━━━━━ Supplied material

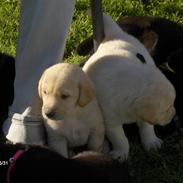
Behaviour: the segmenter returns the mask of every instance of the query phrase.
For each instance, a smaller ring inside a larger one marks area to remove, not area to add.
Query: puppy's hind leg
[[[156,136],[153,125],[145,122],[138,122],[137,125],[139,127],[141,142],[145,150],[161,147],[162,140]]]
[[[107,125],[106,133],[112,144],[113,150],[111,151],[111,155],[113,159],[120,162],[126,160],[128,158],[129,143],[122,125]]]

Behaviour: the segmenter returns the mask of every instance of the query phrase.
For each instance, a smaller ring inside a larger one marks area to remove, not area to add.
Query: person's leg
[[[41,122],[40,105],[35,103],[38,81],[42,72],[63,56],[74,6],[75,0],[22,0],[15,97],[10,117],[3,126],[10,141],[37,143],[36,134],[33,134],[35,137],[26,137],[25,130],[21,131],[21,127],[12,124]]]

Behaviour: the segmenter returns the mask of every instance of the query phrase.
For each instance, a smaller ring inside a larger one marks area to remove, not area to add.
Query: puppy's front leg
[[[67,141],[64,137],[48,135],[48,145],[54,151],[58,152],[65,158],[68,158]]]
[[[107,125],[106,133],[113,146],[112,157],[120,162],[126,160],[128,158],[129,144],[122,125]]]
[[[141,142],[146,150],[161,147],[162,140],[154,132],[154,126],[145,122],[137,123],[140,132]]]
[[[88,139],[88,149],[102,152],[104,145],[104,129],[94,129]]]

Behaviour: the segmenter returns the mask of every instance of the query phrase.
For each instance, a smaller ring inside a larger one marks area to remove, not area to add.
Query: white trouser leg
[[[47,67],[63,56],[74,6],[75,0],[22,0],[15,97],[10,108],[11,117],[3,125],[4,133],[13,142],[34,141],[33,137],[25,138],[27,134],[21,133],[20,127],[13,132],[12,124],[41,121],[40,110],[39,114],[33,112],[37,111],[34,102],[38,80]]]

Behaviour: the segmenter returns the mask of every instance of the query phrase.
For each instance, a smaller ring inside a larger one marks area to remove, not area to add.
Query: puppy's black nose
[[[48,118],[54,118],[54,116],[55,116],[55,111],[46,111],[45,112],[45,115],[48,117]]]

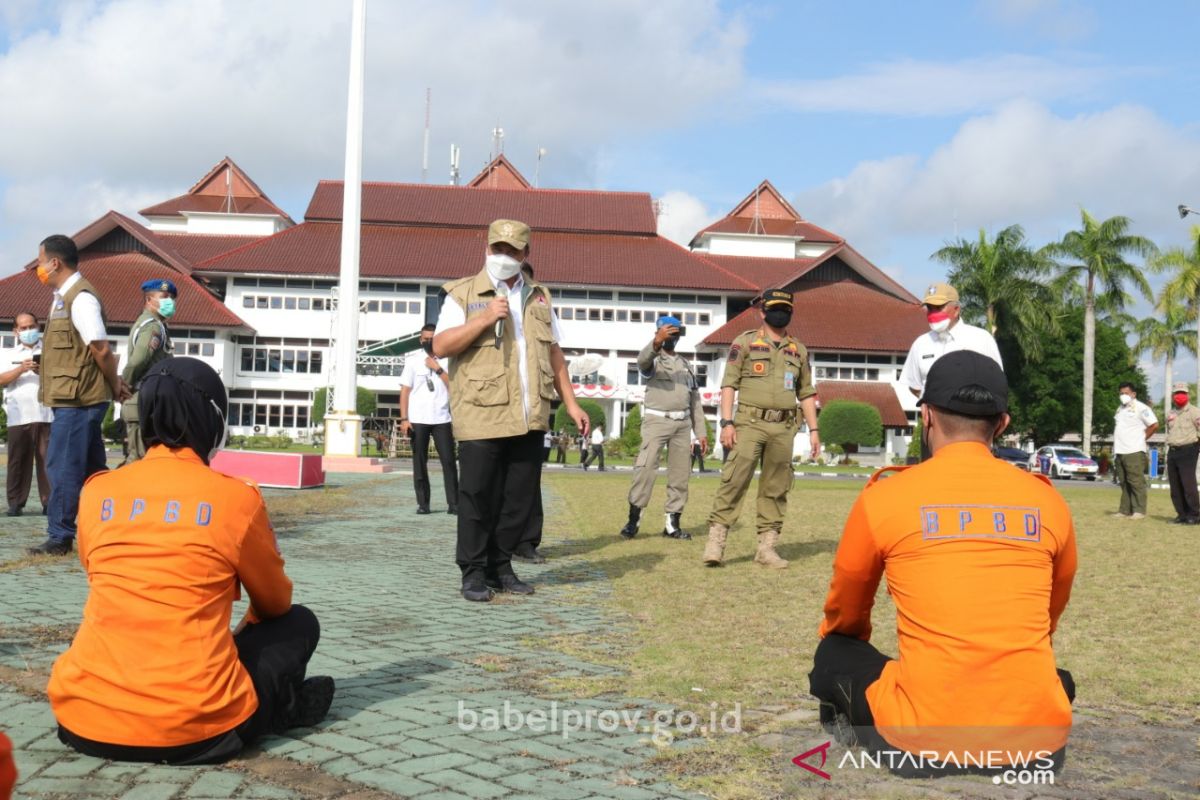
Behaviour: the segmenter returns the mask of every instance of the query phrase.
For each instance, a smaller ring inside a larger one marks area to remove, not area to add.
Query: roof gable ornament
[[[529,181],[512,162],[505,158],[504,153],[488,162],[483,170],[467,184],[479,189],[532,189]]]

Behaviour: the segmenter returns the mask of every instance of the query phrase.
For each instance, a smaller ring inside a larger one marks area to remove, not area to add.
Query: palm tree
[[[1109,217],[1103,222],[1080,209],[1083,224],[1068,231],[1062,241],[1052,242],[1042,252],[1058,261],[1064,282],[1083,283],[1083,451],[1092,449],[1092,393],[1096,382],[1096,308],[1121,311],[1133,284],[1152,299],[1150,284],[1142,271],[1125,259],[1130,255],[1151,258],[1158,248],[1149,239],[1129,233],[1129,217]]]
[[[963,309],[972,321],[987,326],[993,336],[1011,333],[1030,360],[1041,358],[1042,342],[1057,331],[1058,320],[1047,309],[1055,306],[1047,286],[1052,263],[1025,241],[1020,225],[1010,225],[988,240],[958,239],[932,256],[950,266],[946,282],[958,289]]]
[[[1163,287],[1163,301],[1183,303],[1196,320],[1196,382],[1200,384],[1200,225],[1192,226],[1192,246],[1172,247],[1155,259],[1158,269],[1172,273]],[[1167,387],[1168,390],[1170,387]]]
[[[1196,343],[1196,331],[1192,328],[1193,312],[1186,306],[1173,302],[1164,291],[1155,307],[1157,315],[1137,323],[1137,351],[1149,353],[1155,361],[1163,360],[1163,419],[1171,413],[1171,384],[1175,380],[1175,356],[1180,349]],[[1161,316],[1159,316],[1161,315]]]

━━━━━━━━━━
━━━━━ Supplied material

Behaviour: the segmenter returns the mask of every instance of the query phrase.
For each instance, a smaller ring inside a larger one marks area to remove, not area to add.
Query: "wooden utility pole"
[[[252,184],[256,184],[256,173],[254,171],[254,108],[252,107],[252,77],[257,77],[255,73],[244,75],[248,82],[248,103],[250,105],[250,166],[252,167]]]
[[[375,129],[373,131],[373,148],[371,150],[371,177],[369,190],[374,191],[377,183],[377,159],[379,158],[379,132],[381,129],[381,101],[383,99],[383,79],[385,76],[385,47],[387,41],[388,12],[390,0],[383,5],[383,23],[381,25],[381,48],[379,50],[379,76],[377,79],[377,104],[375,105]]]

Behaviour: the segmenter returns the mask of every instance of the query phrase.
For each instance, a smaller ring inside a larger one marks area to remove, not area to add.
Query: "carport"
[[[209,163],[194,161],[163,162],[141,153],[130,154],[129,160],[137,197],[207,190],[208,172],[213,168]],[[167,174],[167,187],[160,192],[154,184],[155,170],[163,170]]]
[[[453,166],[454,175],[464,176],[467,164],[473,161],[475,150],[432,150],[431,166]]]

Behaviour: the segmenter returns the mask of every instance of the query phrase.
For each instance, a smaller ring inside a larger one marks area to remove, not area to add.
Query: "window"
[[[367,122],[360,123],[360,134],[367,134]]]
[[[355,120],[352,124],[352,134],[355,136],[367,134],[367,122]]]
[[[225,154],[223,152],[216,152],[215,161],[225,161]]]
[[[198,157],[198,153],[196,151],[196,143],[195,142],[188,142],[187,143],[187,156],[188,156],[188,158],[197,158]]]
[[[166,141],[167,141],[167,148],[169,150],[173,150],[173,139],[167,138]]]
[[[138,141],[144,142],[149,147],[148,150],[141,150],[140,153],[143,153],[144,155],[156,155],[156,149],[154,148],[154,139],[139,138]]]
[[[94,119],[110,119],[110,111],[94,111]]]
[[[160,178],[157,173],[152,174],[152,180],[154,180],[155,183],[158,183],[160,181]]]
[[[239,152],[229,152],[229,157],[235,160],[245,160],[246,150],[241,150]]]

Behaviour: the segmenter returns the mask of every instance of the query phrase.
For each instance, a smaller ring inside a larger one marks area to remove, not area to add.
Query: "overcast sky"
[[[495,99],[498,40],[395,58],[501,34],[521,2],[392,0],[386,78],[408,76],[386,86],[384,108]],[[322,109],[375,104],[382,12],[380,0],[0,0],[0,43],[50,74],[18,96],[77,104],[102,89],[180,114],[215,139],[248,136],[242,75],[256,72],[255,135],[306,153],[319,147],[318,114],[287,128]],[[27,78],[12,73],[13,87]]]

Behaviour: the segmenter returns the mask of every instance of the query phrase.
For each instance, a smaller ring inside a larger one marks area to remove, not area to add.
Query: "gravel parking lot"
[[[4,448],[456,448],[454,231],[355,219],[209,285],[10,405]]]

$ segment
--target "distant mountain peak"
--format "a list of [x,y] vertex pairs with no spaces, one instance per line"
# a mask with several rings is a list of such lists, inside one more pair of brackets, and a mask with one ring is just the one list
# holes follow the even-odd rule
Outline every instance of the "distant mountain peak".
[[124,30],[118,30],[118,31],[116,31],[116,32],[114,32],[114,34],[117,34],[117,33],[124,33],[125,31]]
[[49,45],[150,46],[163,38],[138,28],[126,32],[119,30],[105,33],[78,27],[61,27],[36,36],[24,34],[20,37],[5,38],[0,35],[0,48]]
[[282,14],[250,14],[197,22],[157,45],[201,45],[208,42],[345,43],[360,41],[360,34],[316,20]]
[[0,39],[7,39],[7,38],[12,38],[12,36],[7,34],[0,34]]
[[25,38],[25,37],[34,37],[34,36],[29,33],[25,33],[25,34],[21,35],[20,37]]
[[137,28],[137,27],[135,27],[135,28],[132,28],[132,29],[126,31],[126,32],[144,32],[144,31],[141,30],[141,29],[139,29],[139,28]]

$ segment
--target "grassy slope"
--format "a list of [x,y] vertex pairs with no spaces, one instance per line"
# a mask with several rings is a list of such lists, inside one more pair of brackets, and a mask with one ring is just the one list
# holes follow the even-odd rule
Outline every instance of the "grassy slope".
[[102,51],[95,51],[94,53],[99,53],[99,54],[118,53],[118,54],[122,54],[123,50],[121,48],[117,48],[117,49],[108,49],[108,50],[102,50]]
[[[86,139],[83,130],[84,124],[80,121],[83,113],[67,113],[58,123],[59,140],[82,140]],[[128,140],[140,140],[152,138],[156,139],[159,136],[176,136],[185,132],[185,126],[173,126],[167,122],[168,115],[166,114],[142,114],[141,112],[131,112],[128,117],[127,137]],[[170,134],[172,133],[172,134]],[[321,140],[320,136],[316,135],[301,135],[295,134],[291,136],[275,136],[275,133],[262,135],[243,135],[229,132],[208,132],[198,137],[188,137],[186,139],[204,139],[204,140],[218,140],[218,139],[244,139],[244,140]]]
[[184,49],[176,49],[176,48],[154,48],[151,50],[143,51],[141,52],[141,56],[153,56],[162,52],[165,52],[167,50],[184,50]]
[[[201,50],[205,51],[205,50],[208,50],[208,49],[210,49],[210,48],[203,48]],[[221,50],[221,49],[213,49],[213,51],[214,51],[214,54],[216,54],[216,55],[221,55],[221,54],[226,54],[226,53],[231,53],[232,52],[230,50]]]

━━━━━━━━━━
━━━━━ Supplied material

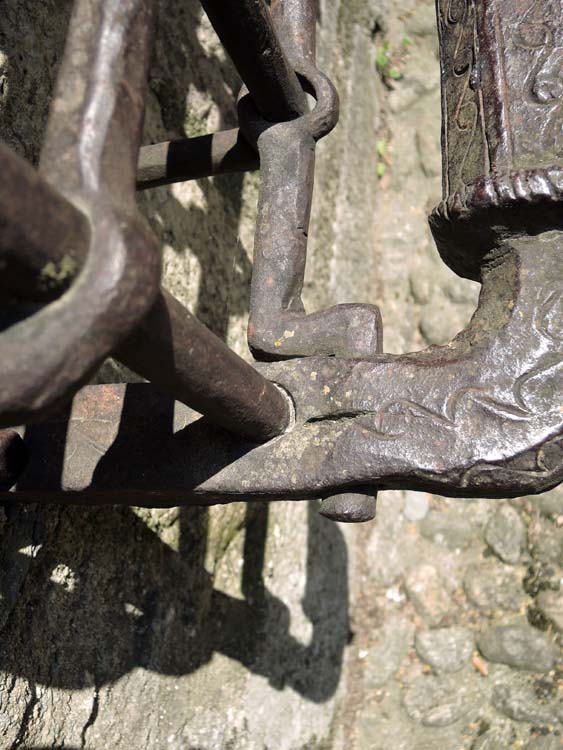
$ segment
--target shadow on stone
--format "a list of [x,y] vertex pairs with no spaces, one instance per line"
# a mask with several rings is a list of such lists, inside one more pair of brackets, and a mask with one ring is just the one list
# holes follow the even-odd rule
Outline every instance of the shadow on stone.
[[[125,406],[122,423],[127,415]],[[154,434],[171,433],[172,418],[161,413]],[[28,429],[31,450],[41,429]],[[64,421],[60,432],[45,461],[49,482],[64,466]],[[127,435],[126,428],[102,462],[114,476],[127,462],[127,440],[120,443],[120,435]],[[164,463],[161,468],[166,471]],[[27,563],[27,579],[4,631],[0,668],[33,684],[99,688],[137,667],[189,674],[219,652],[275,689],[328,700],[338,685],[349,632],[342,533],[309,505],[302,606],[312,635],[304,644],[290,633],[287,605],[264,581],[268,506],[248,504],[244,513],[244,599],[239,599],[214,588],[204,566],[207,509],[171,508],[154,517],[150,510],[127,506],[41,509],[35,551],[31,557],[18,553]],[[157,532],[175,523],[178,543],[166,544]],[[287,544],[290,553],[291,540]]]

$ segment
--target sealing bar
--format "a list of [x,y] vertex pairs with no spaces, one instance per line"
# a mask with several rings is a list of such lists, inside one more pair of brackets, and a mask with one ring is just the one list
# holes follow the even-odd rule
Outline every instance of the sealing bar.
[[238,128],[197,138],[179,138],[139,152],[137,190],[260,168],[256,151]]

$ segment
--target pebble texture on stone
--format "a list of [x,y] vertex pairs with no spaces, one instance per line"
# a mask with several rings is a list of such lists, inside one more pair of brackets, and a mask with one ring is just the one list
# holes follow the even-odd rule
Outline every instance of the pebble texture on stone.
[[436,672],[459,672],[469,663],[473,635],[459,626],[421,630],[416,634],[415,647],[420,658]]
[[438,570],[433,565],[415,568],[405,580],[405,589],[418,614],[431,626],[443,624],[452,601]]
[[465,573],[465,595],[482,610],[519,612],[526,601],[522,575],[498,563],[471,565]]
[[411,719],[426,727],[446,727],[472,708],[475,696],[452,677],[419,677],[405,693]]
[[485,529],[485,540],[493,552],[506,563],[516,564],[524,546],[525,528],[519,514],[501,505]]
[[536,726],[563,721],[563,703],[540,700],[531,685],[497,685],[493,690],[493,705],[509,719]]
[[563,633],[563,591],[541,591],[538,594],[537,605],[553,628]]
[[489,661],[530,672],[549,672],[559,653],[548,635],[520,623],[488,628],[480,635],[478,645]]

━━━━━━━━━━

Count how many lines in the data above hold the string "target", and give the number with no other words.

_Solution below_
5